> What to produce: Show every line in the records below that contains the word "water", copying each one in full.

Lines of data
══════════
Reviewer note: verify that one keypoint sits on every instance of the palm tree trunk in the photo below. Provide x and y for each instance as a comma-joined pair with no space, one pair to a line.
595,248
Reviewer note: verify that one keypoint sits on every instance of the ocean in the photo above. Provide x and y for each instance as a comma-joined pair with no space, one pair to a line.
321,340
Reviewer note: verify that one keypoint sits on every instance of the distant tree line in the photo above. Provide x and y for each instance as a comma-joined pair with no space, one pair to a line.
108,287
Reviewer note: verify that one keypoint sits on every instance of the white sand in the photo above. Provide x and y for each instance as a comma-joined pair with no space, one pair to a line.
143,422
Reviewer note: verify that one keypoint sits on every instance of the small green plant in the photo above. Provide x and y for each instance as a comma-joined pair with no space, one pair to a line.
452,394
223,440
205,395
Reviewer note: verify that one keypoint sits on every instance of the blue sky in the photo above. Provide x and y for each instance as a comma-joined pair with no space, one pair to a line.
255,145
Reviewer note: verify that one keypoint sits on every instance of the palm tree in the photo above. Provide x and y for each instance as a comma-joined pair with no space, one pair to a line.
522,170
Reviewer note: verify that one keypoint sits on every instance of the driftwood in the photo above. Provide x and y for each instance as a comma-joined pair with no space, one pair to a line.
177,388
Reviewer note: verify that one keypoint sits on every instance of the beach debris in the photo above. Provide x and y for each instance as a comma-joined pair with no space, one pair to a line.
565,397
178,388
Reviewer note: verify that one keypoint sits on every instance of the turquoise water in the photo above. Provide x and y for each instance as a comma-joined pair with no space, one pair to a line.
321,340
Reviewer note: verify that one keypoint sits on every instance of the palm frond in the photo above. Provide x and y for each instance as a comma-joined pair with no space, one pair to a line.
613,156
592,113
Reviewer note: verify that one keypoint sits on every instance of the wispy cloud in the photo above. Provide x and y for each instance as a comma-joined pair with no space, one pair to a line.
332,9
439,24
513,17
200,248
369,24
══════════
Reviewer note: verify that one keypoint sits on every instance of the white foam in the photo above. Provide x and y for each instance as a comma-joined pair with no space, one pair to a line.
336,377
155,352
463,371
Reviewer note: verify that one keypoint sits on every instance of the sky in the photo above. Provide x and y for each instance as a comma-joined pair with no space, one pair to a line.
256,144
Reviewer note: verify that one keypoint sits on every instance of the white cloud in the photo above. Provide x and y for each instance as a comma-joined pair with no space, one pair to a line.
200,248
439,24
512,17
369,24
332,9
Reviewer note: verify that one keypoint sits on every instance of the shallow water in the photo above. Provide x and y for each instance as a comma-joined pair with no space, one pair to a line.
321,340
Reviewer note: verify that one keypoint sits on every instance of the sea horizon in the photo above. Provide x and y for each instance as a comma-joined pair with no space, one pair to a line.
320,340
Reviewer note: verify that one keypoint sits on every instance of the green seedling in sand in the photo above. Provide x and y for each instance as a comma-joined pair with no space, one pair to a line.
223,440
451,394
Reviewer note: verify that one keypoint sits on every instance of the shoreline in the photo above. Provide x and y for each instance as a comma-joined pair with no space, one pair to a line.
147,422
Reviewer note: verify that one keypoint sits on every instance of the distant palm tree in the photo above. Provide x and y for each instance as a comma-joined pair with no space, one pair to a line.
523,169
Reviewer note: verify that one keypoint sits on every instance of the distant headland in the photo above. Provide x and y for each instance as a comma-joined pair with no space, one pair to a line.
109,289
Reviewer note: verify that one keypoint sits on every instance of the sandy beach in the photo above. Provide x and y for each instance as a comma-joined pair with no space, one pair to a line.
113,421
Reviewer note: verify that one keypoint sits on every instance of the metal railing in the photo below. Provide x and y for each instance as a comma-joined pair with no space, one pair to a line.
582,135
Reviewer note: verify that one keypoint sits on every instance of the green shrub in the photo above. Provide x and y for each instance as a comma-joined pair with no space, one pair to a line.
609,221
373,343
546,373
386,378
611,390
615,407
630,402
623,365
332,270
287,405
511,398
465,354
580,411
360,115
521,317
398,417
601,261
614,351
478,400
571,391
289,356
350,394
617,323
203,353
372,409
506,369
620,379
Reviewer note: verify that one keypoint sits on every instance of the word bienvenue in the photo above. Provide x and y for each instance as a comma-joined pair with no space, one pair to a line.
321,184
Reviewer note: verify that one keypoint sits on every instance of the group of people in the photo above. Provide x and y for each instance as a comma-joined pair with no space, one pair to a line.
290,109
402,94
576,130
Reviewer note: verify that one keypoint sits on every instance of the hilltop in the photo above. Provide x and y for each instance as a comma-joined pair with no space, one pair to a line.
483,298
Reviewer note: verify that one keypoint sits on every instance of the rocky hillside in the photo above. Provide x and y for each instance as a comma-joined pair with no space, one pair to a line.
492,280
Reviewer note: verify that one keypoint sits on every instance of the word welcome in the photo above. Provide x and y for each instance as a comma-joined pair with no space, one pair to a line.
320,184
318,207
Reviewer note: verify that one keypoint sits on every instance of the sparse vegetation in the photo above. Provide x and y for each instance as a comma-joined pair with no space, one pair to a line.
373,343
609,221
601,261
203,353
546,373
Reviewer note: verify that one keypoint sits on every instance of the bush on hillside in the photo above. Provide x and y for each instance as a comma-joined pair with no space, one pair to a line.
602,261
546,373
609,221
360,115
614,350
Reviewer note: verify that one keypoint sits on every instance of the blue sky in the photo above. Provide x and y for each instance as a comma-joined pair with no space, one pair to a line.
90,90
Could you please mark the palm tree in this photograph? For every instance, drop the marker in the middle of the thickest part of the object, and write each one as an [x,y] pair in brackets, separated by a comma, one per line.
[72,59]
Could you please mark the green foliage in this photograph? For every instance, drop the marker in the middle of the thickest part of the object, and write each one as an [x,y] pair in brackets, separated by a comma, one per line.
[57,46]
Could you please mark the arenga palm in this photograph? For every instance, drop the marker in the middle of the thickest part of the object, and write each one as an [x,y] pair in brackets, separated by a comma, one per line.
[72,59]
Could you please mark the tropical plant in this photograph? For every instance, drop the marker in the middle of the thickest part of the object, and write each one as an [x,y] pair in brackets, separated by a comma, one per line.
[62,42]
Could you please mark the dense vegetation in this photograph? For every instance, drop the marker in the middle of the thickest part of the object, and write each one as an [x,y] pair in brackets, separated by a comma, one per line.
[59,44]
══════════
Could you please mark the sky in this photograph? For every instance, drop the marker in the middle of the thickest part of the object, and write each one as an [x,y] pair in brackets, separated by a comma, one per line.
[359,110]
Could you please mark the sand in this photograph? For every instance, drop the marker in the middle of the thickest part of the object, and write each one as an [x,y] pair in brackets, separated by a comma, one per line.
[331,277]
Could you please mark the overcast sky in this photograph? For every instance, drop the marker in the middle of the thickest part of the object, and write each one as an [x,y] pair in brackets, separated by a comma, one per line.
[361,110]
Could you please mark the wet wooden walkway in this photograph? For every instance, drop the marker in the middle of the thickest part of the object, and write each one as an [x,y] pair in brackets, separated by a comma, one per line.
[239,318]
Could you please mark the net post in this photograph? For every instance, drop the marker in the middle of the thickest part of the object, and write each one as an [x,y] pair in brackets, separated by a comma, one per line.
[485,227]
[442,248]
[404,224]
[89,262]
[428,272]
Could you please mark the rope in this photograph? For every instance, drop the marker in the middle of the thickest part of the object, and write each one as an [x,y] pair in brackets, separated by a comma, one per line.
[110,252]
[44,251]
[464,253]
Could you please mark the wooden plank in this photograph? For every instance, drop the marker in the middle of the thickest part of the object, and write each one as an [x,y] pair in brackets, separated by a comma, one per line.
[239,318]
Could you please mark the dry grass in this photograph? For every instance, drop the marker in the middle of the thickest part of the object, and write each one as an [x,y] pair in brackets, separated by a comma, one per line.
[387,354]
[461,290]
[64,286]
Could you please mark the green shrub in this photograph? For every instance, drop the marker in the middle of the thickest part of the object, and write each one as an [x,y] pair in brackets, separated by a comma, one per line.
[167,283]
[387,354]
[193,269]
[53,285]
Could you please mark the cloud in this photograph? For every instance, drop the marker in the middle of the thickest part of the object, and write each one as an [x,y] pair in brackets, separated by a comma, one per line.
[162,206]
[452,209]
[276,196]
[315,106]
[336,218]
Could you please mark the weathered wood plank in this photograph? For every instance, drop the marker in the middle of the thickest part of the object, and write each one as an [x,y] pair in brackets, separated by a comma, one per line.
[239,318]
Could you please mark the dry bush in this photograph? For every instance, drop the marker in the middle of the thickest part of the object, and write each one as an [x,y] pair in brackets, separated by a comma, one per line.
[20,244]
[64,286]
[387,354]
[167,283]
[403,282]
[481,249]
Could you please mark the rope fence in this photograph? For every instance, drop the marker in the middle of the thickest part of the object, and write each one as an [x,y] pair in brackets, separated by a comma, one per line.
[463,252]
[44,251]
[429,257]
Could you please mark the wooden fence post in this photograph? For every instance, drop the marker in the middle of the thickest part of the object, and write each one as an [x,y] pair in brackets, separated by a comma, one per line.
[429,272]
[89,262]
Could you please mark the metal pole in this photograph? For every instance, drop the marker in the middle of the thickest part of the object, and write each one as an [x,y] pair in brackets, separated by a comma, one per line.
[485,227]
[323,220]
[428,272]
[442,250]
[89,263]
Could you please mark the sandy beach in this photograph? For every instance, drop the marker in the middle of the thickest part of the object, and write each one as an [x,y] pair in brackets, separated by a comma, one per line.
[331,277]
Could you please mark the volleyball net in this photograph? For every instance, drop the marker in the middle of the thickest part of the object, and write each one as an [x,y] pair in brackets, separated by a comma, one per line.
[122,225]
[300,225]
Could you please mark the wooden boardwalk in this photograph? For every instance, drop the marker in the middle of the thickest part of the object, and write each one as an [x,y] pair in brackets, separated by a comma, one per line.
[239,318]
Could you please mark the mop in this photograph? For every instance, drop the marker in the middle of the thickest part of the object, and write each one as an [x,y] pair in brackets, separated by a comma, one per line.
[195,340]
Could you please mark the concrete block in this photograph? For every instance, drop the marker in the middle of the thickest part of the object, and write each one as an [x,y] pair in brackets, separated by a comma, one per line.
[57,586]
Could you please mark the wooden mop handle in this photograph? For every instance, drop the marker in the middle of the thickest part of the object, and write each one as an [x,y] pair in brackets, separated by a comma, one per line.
══════════
> Answer to the task:
Reviewer note: verify that one keypoint sits on every instance of the turquoise water in the photo above. Provide x and y for each instance as a comma-joined pair with no space, one pair to a line.
Reviewer note: verify that one keypoint sits on every instance of the shallow water in the photo above. Provide x and y for each instance as a comma-joined pair with no space, one pair to a line.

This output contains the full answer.